In the records that follow, find each line with the word "woman" and copy it.

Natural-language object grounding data
··········

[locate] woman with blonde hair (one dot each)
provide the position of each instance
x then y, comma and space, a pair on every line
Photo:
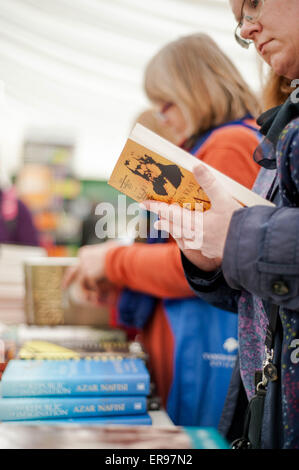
200, 97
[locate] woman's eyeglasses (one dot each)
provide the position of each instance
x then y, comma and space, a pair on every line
251, 12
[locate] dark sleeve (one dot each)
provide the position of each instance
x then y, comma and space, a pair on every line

··········

- EXERCISE ANSWER -
[locate] woman with blonde hair (one dot each)
[locate] woman's eyeglasses (one dot each)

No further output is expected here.